• [INPUT RECORDS]
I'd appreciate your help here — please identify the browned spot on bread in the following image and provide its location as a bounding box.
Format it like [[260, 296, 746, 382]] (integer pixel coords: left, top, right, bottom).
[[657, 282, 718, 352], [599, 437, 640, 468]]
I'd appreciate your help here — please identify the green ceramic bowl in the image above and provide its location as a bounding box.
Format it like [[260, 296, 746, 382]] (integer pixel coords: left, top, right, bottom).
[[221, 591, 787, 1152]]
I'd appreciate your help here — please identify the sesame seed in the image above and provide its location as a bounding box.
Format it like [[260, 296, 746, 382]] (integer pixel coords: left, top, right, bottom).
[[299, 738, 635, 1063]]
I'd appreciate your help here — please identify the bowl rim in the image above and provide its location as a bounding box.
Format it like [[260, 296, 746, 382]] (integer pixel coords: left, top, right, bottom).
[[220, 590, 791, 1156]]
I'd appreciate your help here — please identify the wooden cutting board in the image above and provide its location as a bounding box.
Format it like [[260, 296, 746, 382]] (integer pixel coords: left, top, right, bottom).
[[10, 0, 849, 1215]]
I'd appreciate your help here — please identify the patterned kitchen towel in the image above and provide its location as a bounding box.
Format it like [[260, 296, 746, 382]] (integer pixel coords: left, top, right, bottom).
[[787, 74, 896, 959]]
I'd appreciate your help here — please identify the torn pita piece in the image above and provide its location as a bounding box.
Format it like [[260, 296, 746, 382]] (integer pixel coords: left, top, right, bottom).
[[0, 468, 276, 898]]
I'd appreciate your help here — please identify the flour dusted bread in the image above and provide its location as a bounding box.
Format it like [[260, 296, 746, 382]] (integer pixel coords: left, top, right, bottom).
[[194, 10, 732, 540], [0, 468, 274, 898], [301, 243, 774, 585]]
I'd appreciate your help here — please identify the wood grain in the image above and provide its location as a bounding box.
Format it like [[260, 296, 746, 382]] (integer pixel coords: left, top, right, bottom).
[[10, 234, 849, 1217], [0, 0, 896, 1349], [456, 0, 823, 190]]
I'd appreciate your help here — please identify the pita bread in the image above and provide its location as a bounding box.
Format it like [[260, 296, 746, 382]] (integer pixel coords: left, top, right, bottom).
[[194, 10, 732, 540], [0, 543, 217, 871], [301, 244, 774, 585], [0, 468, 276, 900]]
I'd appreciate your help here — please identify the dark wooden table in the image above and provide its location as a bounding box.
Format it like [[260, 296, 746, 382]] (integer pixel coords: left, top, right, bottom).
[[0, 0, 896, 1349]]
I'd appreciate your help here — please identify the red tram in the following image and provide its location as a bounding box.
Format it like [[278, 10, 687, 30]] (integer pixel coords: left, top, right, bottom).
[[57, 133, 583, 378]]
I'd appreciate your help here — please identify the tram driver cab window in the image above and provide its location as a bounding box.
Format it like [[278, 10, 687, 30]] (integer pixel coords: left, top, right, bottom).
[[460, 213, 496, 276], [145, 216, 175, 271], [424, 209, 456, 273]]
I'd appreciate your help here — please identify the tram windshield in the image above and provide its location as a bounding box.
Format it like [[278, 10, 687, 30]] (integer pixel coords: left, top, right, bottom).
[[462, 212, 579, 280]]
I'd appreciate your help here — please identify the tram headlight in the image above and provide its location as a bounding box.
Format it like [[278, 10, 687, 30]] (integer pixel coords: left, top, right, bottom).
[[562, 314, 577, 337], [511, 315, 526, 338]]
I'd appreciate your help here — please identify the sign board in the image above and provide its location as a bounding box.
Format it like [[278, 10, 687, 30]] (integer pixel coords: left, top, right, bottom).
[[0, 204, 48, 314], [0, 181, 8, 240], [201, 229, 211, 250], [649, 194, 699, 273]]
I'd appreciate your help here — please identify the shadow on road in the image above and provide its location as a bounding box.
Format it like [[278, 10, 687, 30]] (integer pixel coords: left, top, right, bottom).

• [DO THIS]
Render the entries from the line containing "the tram windshield" through the line containing "[[562, 314, 577, 337], [511, 315, 526, 338]]", inclusive, as a numbered list with one item per line, leaving out any blank lines.

• [RESPONSE TO THE TASK]
1. I'd appreciate your help here — please identify the tram windshield in the image above and provide its location as a bounding box.
2. Format it like [[278, 10, 687, 30]] (integer pixel coords: left, top, right, bottom).
3. [[462, 212, 579, 280]]
4. I'd appreciate your help here — please identify the tram headlight in the image above and provide its location as a bounding box.
5. Format it like [[278, 10, 687, 30]] (integer pixel coords: left, top, right, bottom).
6. [[562, 314, 577, 337], [511, 315, 526, 338]]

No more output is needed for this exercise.